SUPPLIED MATERIAL Start Marker

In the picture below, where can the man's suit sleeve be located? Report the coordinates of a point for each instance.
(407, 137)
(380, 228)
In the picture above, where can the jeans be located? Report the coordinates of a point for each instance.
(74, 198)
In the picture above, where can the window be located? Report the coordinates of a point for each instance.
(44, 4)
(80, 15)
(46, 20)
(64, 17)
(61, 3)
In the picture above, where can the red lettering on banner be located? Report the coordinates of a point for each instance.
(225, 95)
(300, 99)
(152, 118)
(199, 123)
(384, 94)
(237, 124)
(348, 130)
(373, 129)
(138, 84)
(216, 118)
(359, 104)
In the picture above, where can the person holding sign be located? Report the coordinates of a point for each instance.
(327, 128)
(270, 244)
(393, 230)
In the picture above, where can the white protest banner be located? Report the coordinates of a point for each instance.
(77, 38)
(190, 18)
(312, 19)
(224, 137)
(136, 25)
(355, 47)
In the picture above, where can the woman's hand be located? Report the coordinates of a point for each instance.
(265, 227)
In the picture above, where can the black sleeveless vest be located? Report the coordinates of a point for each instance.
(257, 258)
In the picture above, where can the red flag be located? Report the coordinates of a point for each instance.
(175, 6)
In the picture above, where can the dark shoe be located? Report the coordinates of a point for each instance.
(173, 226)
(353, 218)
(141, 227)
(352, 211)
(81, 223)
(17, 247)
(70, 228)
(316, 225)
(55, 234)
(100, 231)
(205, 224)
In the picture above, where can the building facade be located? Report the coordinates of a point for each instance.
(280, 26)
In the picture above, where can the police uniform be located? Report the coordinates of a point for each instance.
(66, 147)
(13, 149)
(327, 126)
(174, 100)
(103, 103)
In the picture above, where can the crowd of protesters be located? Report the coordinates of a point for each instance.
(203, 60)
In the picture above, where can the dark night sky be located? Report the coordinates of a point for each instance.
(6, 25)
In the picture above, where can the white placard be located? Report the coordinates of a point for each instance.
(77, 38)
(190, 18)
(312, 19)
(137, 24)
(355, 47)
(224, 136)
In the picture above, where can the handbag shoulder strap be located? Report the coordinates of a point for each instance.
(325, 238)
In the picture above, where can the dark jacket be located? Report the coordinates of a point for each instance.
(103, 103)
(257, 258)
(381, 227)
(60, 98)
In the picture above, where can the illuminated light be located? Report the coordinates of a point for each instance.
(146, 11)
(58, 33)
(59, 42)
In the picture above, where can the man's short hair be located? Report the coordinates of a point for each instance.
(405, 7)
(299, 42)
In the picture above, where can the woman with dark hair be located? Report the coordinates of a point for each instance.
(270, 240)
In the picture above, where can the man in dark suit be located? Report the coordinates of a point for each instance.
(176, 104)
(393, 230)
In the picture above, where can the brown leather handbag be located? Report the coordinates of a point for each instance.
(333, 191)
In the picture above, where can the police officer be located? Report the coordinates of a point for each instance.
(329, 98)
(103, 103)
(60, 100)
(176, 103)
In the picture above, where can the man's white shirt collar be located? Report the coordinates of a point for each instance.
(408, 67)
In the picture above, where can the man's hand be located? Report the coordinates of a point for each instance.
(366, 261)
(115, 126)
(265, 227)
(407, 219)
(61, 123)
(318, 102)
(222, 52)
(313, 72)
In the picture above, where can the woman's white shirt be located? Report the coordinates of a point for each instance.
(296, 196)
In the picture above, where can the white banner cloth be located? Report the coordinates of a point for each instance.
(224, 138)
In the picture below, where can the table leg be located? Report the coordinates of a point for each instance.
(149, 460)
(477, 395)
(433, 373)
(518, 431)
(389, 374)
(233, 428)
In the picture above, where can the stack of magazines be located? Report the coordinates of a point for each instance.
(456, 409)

SUPPLIED MATERIAL End Marker

WHAT THE TASK ASKS.
Every record must be repeated precisely and in full.

RESULT FOR THIS TASK.
In the picture below, where can the man's suit sleeve be located? Report the coordinates of a point for each instance.
(407, 137)
(380, 228)
In the picture above, where can the jeans be located? Report the coordinates of a point for each instance.
(74, 198)
In the picture above, where can the window be located? Report the coordinates of a point for each instance.
(44, 4)
(80, 15)
(46, 20)
(64, 17)
(61, 3)
In the picture above, where can the red lettering on banner be located? Report the coordinates of a point for each instance.
(225, 95)
(300, 99)
(152, 118)
(199, 123)
(384, 94)
(237, 124)
(348, 130)
(373, 129)
(138, 84)
(216, 118)
(359, 104)
In the picture above, where can the person holding sign be located? Report the coordinates of a point for each instance.
(327, 128)
(270, 244)
(393, 230)
In the picture above, where can the white protest banner be located? Report the coordinates of a point for each instance.
(77, 38)
(190, 18)
(312, 19)
(224, 137)
(136, 25)
(355, 47)
In the picture above, where can the woman's hand be located? Report the coordinates of a point for each instance.
(265, 227)
In the picture above, where can the black sleeveless vest be located? Report the coordinates of a point for each instance.
(257, 258)
In the picture above, where can the red flag be located? Report the coordinates of a point for each instance.
(175, 6)
In the picture above, where can the dark shoe be located? Report the coordinates of a point for each instance.
(173, 226)
(353, 218)
(141, 227)
(352, 211)
(81, 223)
(17, 247)
(70, 228)
(316, 225)
(55, 234)
(100, 231)
(205, 224)
In the picture above, where can the building facade be located? Report the coordinates of a point for each instance.
(280, 26)
In the picture above, where can the police uniform be located? Report the coordinates of a point for each instance.
(66, 147)
(13, 149)
(327, 126)
(174, 100)
(103, 103)
In the picture above, where can the crowd of protesters be located? Report the coordinates of a point for each instance.
(203, 60)
In the picture above, where can the dark night sky be located? Report the coordinates of a point for each instance.
(6, 25)
In the picture above, where can the white placard be located? Report the coordinates of a point for each instance.
(77, 38)
(190, 18)
(312, 19)
(137, 24)
(355, 47)
(224, 136)
In the picture above, where can the handbag shoulder strap be located? Report the coordinates of a point for each instance.
(325, 238)
In the picture above, where can the dark jacket be located? Report the coordinates of a point for each instance.
(103, 103)
(257, 258)
(381, 227)
(60, 98)
In the picture above, where can the illuminated light be located? Report the coordinates of a point for each instance.
(146, 11)
(58, 33)
(59, 42)
In the picture above, where can the man's short hair be located? Report the coordinates of a point for each instance.
(405, 7)
(299, 42)
In the picture above, where can the woman with dark hair be located? Report the coordinates of a point for each instance.
(270, 240)
In the picture above, where can the man in dark suit be located? Report the coordinates of a point for each instance.
(176, 104)
(393, 230)
In the picture above, where can the brown leather handbag be located? Report the coordinates of a point for each instance.
(333, 191)
In the picture above, where can the police officer be located? Report the coordinates of a point for each instance.
(329, 98)
(103, 103)
(60, 100)
(176, 103)
In the picture above, where can the man's white shirt collar be located? Report the coordinates of a point for each instance.
(408, 67)
In the picture above, where can the man's hand be located? Report the coordinates of a point for each instance.
(366, 261)
(115, 126)
(265, 227)
(407, 219)
(61, 123)
(318, 102)
(222, 52)
(313, 72)
In the picture above, where can the woman's white shirt be located? Report the coordinates of a point for each instance.
(296, 196)
In the picture above, where can the white banner cloth be located? Report the coordinates of a point for each instance.
(224, 138)
In the picture below, where can the table leg be located? Report the coordinates of a point for each instance.
(149, 460)
(477, 395)
(433, 373)
(518, 431)
(389, 374)
(233, 428)
In the picture above, where can the stack of magazines be located? Report the coordinates of a point for each instance.
(456, 409)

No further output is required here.